- What you have to do
Reproduce the listing below with every "semicolon-separated" changed to "semicolon-delimited" and everything else left unchanged.

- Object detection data
--------------------------------
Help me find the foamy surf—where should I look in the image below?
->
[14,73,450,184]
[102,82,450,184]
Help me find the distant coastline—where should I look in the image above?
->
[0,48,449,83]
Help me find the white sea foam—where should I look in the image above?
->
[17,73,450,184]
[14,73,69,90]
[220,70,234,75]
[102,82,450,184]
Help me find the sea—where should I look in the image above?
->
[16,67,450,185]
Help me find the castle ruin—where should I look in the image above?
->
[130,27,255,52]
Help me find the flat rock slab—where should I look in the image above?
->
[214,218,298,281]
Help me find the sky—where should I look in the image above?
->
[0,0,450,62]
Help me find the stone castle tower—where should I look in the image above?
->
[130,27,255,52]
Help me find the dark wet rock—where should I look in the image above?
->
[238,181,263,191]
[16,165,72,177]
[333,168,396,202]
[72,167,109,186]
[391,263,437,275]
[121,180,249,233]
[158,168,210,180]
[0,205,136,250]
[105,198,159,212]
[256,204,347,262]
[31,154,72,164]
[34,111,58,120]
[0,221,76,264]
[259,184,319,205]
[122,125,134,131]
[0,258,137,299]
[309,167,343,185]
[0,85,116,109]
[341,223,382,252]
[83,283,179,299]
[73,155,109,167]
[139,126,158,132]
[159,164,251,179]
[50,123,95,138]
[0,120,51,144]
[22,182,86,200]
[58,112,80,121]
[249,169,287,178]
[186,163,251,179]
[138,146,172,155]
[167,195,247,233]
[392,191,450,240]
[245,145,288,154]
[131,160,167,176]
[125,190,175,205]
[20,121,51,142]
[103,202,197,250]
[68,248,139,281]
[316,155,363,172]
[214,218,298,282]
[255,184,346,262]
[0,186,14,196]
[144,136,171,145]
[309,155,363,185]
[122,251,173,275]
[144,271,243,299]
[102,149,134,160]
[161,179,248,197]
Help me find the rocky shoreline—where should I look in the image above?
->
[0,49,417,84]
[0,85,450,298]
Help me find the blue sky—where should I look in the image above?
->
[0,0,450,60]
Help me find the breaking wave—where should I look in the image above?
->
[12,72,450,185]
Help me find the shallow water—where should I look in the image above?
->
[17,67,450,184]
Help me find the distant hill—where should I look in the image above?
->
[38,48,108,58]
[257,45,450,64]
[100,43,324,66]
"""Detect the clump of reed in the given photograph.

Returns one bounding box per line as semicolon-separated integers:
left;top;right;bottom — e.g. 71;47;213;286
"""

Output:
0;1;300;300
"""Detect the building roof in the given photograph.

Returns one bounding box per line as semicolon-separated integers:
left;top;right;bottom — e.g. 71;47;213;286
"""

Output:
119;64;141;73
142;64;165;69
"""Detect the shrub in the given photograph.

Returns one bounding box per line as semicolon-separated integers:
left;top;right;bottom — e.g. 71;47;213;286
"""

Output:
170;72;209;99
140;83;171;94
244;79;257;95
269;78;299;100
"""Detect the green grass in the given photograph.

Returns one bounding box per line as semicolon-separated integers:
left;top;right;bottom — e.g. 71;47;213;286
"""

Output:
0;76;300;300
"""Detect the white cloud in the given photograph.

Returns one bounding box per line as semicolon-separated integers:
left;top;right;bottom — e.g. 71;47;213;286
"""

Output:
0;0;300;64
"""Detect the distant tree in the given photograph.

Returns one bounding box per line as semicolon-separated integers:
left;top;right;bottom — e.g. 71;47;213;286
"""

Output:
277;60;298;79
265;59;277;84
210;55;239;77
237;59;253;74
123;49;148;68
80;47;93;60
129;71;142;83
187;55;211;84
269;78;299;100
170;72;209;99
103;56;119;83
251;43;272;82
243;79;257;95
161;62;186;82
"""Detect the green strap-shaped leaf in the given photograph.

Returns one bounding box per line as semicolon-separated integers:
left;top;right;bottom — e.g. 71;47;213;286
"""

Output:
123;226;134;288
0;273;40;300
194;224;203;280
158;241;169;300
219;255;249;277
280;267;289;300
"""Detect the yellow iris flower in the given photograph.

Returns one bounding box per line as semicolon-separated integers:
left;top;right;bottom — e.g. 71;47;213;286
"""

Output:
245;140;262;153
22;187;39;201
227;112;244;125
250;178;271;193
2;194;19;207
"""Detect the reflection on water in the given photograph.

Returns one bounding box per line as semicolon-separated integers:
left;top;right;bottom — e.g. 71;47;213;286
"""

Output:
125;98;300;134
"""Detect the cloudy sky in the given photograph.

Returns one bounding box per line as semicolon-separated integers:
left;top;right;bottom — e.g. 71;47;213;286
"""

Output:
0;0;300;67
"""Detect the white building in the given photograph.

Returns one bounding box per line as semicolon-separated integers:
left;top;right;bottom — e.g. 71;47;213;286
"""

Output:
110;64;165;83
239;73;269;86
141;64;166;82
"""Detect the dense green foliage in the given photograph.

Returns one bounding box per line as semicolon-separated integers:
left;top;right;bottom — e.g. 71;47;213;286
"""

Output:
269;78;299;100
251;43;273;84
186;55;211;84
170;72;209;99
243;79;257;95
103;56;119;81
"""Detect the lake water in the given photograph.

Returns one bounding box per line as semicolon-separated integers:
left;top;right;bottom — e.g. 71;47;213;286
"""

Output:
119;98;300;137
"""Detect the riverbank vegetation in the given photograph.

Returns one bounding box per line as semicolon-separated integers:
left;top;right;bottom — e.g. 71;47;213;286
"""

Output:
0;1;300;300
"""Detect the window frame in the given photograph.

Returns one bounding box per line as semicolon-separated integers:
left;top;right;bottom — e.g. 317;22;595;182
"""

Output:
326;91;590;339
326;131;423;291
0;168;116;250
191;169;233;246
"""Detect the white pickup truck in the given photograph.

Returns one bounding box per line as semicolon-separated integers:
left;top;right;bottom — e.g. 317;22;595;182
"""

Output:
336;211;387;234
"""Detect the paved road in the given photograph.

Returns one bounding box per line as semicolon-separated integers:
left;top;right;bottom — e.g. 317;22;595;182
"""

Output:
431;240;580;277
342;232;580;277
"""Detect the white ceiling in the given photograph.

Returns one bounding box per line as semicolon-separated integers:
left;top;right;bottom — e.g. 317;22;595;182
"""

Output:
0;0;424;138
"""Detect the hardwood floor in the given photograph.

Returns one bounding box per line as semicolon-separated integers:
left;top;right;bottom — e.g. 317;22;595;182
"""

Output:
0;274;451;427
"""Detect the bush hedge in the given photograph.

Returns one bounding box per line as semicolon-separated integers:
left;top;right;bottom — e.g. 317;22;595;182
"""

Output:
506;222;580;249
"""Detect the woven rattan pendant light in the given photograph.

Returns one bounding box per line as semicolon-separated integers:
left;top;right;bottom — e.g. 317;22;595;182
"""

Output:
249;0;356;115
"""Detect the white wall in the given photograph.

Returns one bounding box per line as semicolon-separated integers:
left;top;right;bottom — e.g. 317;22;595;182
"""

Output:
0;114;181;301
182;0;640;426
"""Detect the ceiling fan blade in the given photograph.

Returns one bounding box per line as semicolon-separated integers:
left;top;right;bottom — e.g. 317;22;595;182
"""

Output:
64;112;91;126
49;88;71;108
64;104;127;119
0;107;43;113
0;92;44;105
--------------------------------
- Answer to the task
Help me find the foamy surf—where should I look in the image below?
->
[14,73,450,184]
[102,82,450,184]
Help me find the distant coastline—where should I look in the image above?
->
[0,48,449,83]
Help me find the white sea foam—where should I look in the image above?
->
[17,73,450,184]
[14,73,69,90]
[220,70,234,75]
[102,82,450,184]
Help me find the sea—where should I look in the image above?
->
[16,67,450,185]
Help me find the castle ruin—where should I look in the image above?
->
[130,27,255,52]
Help me find the flat rock slab—where should I look in the image above?
->
[214,218,298,281]
Help me find the sky—where should I look in the image above?
->
[0,0,450,62]
Help me find the stone castle tower—where should I look in the image above?
->
[130,27,255,52]
Help me find the dark wet rock—where should I look in the image above?
->
[238,181,263,191]
[16,165,72,177]
[333,168,396,202]
[72,167,109,186]
[391,263,437,275]
[121,180,249,233]
[158,168,210,180]
[0,205,136,250]
[105,198,159,212]
[256,204,347,262]
[31,154,72,164]
[34,111,58,120]
[0,221,76,264]
[259,184,319,205]
[122,125,134,131]
[0,258,137,299]
[309,167,343,185]
[0,85,116,109]
[341,223,382,252]
[83,283,179,299]
[73,155,109,167]
[139,126,158,132]
[159,164,251,179]
[50,123,95,138]
[0,120,51,144]
[22,182,86,200]
[58,112,80,121]
[249,169,287,178]
[186,163,251,179]
[138,146,172,155]
[167,195,247,233]
[392,191,450,240]
[245,145,288,154]
[131,160,167,176]
[125,190,175,205]
[20,121,51,142]
[103,202,197,250]
[68,248,139,281]
[316,155,363,172]
[214,218,298,282]
[255,184,346,262]
[0,186,14,196]
[144,136,171,145]
[309,155,363,185]
[122,251,173,275]
[144,271,243,299]
[102,149,134,160]
[161,179,248,197]
Help me find the rocky shoreline—where should I look in the image above?
->
[0,49,417,84]
[0,85,450,298]
Help me find the blue sky—where should I look in the image above?
->
[0,0,450,60]
Help me find the breaking wave—where should I look in the image above?
->
[12,72,450,185]
Help me find the shallow water—where should I look in the image above?
->
[17,67,450,184]
Help me find the distant hill—where should I look in the image above?
->
[38,48,108,58]
[257,45,450,64]
[100,43,324,66]
"""Detect the clump of reed in the given photograph.

Returns one bounding box per line as semicolon-delimited integers:
left;top;right;bottom — e.g. 71;47;213;286
"""

Output:
0;1;300;300
"""Detect the building roof in the given photograph.

Returns one bounding box per line as semicolon-delimited integers:
left;top;right;bottom — e.g. 71;47;213;286
"""

Output:
119;64;141;73
142;64;165;69
"""Detect the shrub in the given photograph.

Returns one bounding box per line as semicolon-delimited integers:
left;top;right;bottom — e.g. 71;47;213;286
"""

Output:
170;72;209;99
140;83;171;94
244;79;257;95
269;78;299;100
"""Detect the green grass in the given photograph.

Returns one bounding box per line as semicolon-delimited integers:
left;top;right;bottom — e.g. 71;47;213;286
"""

Output:
0;76;300;300
"""Detect the white cloud in the given photograph.

Returns one bounding box per line as semicolon-delimited integers:
left;top;right;bottom — e.g. 71;47;213;286
"""

Output:
0;0;300;64
"""Detect the distant tree in the given photograph.

Returns one bounding box per line as semicolon-delimited integers:
left;top;right;bottom — e.g. 71;47;213;286
"""

Output:
277;60;298;79
265;59;277;84
210;55;239;77
237;59;253;74
123;49;148;68
80;47;93;60
129;71;142;83
187;55;211;84
269;78;299;100
170;72;209;99
103;56;119;83
251;43;272;82
243;79;257;95
161;62;186;82
"""Detect the green strap-shaped leaf in the given photograph.

Returns one bounding box per line as semicolon-delimited integers:
left;top;right;bottom — e.g. 71;47;213;286
"""

Output:
123;226;134;288
0;273;40;300
194;224;203;280
158;241;169;300
219;255;249;277
280;267;289;300
"""Detect the yellow iris flower in the given photograph.

Returns one bounding box per line as semicolon-delimited integers:
left;top;right;bottom — e.g. 71;47;213;286
"""

Output:
245;140;262;153
22;187;39;201
227;112;244;125
250;178;271;193
2;194;19;207
"""Detect the reflection on water in the given photograph.

Returns one bounding box per line as semicolon-delimited integers:
left;top;right;bottom — e.g. 71;47;213;286
"""

Output:
125;98;300;134
"""Detect the cloudy sky in the given photograph.

Returns one bounding box per line as semicolon-delimited integers:
left;top;right;bottom — e.g. 71;47;213;286
"""

Output:
0;0;300;67
"""Detect the white building in the given photograph.

Returns one bounding box per line as semicolon-delimited integers:
left;top;right;bottom — e.g. 71;47;213;286
"""

Output:
110;64;165;83
239;73;269;86
141;64;166;82
"""Detect the dense green foliage in the given photograph.

Returns one bounding box per line as semicolon-delimited integers:
left;top;right;bottom — e.g. 71;47;213;286
"""

Output:
269;78;299;100
251;43;273;84
186;55;211;84
170;72;209;99
243;79;257;95
103;56;119;81
"""Detect the lake water in the given photograph.

Returns one bounding box per line as semicolon-delimited integers:
left;top;right;bottom — e.g. 71;47;213;286
"""

Output:
119;98;300;137
"""Detect the riverbank vegetation in the given photograph.

Returns one bounding box per line as semicolon-delimited integers:
left;top;right;bottom — e.g. 71;47;213;286
"""

Output:
0;1;300;300
"""Detect the window frame in the given photograph.

Returns one bounding box per line as semicolon-delimited integers:
left;top;right;bottom — e.g. 317;22;595;182
"""

Output:
326;91;590;339
326;131;423;291
0;168;116;250
191;169;233;246
"""Detect the white pickup truck in the given photograph.

Returns one bounding box per line as semicolon-delimited integers:
left;top;right;bottom — e.g. 317;22;595;182
"""

Output:
336;211;387;234
"""Detect the paved road in the given photograph.

Returns one bounding box per line as semicolon-delimited integers:
left;top;right;bottom — e.g. 317;22;595;182
"""

Output:
431;240;580;277
342;232;580;277
"""Detect the white ceiling in the given photograph.

Returns one bounding box per line as semicolon-delimited integers:
left;top;right;bottom — e.g. 317;22;595;182
"""

Output:
0;0;424;138
"""Detect the hardwood floor in the given photograph.

Returns one bounding box per line as semicolon-delimited integers:
left;top;right;bottom — e.g. 317;22;595;182
"""

Output:
0;274;451;427
"""Detect the bush hedge in the given photograph.

Returns one bounding box per line as semicolon-delimited integers:
left;top;right;bottom — e.g. 317;22;595;182
"""

Output:
506;222;580;249
"""Detect the woven rattan pendant light in the given photograph.

Returns one bounding box per line as semicolon-delimited integers:
left;top;right;bottom — e.g. 317;22;595;182
"""

Output:
249;0;356;115
"""Detect the white wall in the given photograph.

Returns one bounding box per line as semicolon-delimited integers:
left;top;right;bottom — e.g. 317;22;595;182
"""

Output:
0;114;181;301
182;0;640;426
"""Detect the ceiling fan blade in the given photograph.

Returns one bounding box per line as semicolon-delimited integers:
left;top;right;bottom — e.g. 317;22;595;182
"""

Output:
64;112;91;126
49;88;71;108
64;104;127;119
0;107;43;113
0;92;44;105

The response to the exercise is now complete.